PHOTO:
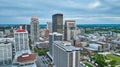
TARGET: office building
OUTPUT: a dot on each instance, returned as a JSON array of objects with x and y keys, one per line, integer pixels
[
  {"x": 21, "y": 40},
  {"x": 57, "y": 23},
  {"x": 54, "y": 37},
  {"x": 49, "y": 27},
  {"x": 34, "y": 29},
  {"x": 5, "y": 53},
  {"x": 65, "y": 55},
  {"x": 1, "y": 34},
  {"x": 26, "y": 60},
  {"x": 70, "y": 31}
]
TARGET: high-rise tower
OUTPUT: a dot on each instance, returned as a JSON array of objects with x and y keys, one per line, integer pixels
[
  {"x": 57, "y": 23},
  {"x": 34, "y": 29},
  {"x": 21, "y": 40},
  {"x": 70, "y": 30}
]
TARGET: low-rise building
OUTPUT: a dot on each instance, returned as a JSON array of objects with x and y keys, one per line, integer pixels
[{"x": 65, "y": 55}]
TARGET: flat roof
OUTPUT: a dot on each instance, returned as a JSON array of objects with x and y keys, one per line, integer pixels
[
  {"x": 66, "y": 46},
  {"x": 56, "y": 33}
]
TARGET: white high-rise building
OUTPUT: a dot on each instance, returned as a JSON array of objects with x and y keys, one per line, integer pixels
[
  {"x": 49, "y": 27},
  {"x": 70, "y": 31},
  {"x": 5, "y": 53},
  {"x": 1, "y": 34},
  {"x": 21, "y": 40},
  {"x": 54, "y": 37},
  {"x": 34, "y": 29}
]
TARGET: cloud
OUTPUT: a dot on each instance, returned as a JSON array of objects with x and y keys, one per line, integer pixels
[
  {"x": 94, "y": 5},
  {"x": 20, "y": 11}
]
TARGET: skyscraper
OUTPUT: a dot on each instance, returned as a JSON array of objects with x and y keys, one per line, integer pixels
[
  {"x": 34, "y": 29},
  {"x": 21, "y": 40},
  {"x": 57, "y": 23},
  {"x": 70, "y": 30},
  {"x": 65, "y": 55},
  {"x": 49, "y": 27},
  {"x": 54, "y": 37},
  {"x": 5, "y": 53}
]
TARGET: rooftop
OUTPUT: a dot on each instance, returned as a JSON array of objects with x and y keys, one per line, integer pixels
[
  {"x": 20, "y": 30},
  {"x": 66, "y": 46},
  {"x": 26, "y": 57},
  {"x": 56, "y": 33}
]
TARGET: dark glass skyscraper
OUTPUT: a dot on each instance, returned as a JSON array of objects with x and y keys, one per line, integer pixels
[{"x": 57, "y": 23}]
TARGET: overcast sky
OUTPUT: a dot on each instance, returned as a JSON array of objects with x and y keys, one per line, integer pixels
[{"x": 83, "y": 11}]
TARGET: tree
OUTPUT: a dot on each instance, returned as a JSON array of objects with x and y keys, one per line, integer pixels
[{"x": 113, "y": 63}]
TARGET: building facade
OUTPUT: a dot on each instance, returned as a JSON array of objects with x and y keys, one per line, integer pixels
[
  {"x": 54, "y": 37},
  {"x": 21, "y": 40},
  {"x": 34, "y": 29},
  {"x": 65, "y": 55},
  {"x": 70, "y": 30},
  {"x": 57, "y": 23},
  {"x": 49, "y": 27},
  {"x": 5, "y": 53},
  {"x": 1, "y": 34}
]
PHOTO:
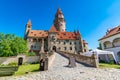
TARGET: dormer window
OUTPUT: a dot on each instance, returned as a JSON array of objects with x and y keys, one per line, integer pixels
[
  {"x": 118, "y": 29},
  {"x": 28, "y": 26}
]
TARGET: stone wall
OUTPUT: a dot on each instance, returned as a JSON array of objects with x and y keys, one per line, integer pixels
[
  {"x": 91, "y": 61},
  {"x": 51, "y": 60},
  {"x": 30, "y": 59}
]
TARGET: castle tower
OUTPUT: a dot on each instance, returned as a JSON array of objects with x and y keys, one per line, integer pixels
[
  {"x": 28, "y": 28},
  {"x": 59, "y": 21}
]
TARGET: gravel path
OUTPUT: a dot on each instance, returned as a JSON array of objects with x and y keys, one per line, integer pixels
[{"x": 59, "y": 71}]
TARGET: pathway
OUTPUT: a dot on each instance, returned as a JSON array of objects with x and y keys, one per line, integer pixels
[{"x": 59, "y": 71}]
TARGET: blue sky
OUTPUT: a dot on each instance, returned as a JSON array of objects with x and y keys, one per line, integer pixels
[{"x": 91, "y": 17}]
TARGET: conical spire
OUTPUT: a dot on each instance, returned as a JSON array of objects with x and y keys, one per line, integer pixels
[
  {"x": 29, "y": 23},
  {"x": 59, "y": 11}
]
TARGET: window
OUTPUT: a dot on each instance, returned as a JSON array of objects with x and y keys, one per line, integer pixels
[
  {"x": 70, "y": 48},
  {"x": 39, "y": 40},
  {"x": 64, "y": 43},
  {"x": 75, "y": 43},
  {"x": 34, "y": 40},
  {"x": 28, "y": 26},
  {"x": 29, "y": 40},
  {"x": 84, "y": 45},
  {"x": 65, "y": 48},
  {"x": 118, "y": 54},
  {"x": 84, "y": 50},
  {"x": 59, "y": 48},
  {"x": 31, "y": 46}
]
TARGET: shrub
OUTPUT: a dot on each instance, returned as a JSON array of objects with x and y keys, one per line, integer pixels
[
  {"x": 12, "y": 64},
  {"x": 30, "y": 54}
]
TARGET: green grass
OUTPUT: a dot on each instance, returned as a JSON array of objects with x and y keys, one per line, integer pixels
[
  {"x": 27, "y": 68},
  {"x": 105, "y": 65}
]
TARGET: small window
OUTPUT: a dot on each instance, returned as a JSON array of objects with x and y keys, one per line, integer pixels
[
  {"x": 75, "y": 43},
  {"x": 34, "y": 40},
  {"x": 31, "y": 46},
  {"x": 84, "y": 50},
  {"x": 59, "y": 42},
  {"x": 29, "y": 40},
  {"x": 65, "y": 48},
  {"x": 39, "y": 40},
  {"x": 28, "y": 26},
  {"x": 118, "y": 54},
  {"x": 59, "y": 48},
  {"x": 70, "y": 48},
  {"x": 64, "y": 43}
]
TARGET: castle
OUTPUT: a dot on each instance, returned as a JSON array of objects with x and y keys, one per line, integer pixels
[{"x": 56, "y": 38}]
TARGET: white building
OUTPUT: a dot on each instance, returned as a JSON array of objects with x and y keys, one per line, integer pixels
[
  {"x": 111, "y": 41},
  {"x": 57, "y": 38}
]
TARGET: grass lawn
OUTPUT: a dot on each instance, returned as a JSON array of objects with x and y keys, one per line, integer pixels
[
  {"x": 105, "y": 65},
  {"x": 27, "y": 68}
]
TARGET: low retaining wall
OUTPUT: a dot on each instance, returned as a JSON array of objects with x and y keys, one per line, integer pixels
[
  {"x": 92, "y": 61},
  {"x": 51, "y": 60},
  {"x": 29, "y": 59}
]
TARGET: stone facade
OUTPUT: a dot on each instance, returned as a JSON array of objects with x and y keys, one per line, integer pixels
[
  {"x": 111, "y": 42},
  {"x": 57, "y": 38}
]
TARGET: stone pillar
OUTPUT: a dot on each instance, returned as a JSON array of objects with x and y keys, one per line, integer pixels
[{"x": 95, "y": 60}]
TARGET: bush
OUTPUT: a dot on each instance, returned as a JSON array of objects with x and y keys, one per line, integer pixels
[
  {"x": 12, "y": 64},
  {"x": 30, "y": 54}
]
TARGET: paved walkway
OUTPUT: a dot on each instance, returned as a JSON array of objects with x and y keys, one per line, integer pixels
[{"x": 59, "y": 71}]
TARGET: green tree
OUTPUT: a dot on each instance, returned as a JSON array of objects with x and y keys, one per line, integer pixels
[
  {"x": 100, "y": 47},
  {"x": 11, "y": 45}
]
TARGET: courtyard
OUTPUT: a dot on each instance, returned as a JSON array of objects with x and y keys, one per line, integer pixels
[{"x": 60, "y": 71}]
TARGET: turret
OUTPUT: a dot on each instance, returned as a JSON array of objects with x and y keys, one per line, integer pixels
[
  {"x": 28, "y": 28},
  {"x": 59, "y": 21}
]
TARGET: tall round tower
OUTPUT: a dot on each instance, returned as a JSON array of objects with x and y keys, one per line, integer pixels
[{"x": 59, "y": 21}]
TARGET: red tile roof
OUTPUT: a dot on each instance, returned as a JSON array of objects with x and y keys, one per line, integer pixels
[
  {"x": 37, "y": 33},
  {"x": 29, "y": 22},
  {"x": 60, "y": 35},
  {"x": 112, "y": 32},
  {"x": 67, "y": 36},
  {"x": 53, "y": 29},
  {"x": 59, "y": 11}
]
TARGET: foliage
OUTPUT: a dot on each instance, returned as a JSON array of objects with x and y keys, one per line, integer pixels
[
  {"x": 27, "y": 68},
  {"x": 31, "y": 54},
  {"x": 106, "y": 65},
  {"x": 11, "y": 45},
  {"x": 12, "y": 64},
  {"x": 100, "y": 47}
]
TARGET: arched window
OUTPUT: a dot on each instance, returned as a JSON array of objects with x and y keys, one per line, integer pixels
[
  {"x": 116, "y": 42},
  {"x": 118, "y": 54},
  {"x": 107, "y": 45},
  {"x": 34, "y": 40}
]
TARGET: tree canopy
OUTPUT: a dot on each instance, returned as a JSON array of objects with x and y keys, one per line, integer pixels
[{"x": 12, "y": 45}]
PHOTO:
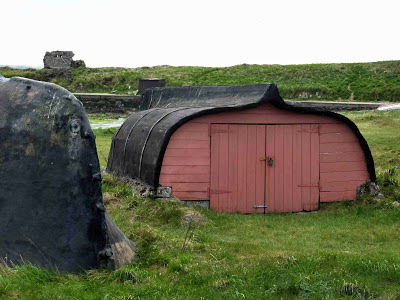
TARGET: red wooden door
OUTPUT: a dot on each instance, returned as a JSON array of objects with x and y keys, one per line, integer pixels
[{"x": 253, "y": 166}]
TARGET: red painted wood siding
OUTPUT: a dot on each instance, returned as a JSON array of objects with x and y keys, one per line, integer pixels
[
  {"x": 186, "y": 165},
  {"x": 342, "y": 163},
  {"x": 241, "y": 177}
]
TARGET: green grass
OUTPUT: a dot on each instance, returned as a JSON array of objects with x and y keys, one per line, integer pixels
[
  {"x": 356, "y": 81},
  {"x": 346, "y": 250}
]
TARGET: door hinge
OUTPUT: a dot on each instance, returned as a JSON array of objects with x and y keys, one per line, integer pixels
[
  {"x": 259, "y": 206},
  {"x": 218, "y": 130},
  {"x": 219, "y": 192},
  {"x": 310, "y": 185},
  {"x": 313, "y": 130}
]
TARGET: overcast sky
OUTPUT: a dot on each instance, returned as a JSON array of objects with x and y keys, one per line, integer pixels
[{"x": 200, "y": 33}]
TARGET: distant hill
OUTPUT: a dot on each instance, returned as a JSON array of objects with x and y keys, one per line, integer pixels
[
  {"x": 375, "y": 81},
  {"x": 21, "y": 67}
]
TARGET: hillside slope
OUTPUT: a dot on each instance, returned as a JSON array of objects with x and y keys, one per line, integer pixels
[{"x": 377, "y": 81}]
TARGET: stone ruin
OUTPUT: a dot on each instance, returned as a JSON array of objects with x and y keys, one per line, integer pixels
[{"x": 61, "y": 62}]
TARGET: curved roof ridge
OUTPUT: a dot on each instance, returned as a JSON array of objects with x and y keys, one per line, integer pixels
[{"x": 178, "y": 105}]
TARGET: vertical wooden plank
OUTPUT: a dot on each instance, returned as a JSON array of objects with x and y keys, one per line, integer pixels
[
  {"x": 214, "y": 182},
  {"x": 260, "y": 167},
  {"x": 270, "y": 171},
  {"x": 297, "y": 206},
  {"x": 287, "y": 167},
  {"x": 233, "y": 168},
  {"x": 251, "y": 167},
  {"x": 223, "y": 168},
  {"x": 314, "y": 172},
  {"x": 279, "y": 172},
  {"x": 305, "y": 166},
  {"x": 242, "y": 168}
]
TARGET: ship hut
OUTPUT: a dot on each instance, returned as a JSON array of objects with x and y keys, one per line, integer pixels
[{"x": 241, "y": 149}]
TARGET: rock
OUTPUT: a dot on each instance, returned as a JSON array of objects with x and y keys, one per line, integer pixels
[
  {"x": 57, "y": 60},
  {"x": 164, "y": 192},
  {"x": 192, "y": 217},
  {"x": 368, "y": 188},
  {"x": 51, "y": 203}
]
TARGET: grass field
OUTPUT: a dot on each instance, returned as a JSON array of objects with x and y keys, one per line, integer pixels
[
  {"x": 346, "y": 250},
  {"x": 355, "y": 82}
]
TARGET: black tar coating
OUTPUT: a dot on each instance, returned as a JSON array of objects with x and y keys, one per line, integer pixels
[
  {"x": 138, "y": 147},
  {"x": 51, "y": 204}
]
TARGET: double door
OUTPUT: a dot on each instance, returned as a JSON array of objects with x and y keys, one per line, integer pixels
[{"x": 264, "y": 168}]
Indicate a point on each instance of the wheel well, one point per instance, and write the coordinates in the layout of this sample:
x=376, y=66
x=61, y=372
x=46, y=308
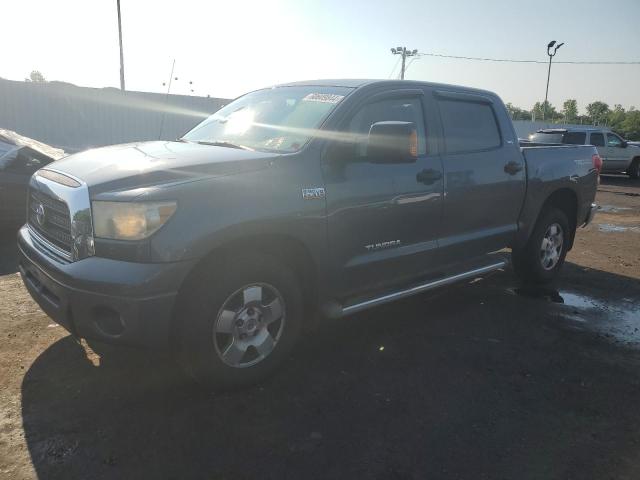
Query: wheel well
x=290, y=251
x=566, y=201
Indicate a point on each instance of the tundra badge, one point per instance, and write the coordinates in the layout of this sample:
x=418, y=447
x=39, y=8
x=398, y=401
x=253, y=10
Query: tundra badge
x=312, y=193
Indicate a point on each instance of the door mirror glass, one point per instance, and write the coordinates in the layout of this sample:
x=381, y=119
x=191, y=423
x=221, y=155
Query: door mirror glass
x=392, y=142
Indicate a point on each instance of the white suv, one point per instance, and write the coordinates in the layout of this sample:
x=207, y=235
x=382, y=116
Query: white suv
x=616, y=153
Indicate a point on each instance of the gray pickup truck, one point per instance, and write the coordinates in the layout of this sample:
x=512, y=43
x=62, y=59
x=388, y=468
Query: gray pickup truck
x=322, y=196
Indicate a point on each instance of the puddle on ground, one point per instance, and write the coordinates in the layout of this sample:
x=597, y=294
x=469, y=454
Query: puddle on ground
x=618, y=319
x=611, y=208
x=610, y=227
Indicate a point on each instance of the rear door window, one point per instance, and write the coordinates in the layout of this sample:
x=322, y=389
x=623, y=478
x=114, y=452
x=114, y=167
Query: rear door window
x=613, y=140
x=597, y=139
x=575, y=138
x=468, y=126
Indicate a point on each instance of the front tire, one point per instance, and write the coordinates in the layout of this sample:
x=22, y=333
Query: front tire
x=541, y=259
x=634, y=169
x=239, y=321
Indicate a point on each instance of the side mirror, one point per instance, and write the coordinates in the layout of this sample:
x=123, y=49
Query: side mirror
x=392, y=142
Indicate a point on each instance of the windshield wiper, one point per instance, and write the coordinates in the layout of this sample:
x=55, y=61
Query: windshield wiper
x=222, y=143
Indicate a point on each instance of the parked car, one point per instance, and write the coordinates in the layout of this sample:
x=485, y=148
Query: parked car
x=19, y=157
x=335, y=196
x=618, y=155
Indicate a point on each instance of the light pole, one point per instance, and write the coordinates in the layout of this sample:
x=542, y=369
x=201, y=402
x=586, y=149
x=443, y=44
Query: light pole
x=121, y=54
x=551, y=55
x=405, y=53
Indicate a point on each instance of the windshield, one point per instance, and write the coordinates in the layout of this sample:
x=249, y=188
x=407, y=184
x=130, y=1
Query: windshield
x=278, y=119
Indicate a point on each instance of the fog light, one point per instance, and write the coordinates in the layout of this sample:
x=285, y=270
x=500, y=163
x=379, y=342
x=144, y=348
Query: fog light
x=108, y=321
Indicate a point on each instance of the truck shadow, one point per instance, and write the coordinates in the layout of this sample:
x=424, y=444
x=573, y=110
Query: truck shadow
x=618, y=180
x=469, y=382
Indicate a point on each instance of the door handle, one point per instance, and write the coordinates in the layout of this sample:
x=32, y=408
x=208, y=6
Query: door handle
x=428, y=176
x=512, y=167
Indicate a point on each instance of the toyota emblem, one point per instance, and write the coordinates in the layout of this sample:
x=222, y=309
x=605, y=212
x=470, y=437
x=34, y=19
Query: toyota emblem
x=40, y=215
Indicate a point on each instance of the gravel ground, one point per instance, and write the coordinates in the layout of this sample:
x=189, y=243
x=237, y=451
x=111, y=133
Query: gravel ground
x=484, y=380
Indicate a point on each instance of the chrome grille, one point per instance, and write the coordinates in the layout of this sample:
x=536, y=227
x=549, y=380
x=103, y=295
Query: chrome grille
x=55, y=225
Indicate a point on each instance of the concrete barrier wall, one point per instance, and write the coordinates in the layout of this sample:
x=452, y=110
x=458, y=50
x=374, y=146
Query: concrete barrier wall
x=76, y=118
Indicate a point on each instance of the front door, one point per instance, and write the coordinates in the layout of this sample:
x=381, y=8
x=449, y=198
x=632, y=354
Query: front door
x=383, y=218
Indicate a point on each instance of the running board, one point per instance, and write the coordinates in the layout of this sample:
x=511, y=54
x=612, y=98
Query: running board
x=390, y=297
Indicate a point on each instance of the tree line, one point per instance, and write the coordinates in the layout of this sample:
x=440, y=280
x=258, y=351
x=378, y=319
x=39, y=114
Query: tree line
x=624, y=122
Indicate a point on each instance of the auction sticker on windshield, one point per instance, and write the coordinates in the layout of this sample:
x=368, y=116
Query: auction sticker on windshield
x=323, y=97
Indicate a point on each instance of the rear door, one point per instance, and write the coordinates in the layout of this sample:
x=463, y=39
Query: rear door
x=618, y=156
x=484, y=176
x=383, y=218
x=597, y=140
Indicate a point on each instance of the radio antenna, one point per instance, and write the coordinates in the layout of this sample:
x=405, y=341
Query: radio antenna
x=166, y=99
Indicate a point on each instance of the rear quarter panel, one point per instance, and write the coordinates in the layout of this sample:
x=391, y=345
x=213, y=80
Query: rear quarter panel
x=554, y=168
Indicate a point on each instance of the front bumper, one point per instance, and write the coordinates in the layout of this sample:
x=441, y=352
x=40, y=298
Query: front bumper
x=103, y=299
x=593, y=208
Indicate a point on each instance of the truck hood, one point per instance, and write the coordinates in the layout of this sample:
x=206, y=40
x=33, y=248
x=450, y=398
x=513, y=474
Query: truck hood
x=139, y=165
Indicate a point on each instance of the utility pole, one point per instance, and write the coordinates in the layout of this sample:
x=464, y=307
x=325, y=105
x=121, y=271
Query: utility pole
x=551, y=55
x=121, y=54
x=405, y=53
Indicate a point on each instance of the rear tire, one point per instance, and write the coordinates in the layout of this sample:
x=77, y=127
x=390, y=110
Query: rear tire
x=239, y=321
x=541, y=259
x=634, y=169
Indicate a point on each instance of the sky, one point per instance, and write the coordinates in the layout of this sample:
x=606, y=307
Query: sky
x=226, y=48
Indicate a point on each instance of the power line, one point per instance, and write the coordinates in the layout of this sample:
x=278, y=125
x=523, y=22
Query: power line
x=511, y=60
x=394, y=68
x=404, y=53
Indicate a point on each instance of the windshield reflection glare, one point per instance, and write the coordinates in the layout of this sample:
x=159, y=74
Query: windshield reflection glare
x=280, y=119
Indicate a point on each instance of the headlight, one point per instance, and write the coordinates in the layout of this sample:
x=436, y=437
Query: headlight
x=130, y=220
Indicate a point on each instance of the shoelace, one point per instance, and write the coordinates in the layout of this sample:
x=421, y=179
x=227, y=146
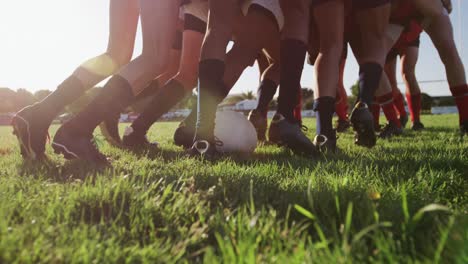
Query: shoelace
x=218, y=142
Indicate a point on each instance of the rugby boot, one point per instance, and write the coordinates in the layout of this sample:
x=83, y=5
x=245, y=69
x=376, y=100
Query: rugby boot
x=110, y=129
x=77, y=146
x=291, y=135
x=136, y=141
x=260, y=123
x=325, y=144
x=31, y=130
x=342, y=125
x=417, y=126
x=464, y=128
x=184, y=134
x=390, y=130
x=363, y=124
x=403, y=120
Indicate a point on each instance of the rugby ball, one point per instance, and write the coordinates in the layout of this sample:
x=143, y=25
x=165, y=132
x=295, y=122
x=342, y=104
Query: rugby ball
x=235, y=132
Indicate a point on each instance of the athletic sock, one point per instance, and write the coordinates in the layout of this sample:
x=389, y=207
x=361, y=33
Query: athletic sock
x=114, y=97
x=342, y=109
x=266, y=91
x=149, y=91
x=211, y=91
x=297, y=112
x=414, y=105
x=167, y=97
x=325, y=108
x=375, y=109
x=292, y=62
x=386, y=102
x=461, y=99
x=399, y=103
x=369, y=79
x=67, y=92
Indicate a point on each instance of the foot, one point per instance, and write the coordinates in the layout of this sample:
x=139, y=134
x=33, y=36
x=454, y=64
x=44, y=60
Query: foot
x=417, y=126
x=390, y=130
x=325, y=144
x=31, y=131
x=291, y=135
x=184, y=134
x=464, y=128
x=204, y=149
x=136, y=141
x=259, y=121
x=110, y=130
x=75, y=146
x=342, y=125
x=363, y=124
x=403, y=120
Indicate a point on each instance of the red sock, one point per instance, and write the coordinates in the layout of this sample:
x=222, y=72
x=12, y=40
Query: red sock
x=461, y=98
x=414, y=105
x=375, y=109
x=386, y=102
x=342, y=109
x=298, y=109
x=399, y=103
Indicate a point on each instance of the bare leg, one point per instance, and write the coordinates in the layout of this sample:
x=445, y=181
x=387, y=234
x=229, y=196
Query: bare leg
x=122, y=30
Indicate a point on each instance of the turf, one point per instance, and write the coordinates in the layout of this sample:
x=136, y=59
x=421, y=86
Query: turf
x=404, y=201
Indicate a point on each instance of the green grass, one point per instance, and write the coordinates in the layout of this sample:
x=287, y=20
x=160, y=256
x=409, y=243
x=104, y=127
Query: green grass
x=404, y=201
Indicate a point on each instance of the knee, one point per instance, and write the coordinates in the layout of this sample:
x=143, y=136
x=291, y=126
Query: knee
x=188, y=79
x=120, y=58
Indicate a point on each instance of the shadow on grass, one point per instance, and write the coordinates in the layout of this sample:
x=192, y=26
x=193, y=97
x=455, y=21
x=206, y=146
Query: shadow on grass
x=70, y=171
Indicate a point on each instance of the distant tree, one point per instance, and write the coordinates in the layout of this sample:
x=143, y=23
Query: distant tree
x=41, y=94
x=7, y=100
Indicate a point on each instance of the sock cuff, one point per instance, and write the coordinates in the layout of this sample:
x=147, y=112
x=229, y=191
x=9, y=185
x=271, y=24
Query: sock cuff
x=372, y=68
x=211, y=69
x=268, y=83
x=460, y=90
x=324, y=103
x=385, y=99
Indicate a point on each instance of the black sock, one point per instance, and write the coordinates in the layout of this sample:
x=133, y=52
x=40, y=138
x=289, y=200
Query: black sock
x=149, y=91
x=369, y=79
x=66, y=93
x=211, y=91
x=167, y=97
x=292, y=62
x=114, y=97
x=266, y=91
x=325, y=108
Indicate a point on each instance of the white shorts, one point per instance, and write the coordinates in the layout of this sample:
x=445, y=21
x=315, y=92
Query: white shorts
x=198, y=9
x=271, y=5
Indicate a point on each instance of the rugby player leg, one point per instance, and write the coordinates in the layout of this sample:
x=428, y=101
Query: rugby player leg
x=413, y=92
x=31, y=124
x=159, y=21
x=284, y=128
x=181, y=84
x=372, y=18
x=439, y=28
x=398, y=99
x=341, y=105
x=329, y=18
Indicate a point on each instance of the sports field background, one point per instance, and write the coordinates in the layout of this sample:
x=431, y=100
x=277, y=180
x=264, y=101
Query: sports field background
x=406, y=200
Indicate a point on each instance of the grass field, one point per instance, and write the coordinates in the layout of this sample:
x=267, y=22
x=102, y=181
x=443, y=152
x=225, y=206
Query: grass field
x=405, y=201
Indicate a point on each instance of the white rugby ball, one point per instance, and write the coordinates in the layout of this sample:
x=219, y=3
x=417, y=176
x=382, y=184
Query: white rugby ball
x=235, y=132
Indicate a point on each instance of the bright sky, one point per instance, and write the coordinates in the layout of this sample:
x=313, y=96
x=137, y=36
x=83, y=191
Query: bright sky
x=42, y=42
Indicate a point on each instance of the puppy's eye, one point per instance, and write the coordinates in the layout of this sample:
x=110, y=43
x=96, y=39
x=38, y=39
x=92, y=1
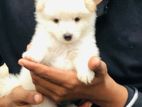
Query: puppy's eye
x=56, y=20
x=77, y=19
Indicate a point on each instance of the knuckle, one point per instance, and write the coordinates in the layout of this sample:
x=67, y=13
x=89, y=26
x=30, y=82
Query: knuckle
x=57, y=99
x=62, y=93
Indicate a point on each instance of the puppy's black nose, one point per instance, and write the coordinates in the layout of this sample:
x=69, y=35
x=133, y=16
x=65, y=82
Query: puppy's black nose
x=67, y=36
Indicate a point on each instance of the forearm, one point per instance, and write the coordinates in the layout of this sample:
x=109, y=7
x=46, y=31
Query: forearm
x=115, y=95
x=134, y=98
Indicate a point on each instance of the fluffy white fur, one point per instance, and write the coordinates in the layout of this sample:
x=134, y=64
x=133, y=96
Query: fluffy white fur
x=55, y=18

§

Substitute "bare knee" for every "bare leg" in the material from the line with "Indicate a point on each instance of the red" up to and including the line with "x=122, y=30", and give those lines back with nothing else changed.

Indicate a point on each instance of the red sock, one point per instance, and write the coordinates in the layout of this sample:
x=222, y=72
x=12, y=40
Query: red sock
x=461, y=98
x=414, y=105
x=375, y=109
x=386, y=102
x=342, y=109
x=298, y=109
x=399, y=103
Indicate a point on each instance of the bare knee, one point per instance, and write the coordinates in the layout of this sample:
x=445, y=181
x=387, y=234
x=229, y=196
Query: bare knee
x=122, y=30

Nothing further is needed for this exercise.